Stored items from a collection
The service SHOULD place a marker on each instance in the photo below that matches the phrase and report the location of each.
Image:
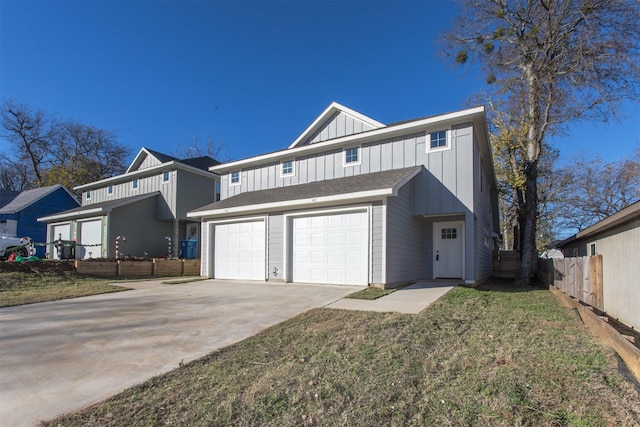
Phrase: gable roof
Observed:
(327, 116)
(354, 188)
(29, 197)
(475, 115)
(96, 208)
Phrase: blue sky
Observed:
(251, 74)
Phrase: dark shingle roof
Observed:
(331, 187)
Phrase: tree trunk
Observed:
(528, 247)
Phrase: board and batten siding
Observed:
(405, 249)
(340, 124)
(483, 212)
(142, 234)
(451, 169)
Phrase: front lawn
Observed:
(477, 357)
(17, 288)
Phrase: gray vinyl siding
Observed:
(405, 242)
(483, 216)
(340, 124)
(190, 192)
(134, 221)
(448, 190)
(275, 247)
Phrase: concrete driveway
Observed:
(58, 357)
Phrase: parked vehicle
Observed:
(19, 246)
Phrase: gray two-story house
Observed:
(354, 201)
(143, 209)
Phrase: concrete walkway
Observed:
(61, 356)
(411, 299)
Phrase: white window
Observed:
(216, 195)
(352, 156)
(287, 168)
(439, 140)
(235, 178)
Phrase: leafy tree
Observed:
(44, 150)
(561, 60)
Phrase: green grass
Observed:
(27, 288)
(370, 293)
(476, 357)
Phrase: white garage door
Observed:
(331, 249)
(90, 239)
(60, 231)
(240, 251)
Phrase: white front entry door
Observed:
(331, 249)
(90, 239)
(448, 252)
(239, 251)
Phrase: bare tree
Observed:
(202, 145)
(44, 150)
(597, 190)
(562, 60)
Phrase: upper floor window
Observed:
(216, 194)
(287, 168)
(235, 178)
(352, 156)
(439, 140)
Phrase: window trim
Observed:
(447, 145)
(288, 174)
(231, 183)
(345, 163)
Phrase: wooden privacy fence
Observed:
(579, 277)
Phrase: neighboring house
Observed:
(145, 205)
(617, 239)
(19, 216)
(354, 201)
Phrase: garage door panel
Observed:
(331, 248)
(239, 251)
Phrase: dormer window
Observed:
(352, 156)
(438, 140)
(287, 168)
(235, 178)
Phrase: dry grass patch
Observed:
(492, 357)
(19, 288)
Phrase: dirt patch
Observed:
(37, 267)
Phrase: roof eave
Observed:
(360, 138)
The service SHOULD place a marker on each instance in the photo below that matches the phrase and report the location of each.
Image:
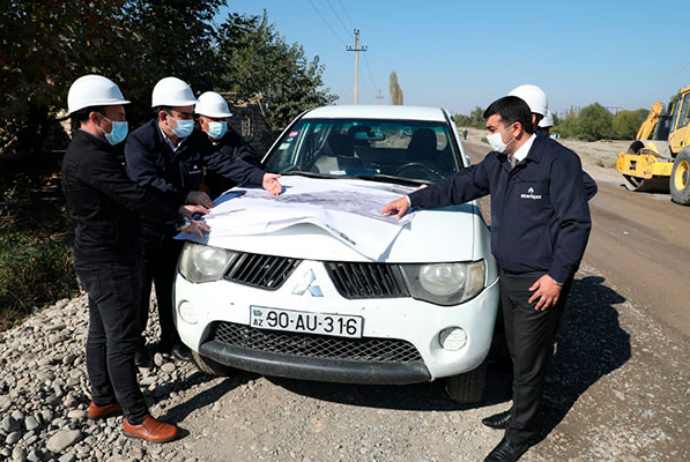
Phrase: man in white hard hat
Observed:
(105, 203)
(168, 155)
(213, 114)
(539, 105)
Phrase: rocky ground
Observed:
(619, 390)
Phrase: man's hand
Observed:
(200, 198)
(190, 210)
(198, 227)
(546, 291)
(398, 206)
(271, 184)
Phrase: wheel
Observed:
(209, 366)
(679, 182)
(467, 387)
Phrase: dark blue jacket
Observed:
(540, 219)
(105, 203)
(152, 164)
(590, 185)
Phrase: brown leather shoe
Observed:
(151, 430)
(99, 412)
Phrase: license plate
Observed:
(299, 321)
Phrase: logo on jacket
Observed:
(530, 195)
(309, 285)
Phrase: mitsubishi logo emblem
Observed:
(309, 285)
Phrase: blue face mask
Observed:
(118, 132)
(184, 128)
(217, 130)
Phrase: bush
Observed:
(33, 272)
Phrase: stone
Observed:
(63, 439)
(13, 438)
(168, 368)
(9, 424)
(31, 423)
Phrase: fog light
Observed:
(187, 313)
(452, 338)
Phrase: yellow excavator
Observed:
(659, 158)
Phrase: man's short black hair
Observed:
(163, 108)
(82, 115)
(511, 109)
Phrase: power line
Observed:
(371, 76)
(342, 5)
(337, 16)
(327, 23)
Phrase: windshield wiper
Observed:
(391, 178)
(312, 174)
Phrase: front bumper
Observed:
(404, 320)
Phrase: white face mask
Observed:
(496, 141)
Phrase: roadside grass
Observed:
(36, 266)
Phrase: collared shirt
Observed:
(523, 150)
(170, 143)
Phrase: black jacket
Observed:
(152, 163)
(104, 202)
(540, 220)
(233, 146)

Activity: Tally the lines in the records that contain the word "face"; the answer is that number and nothing more.

Written answer: 2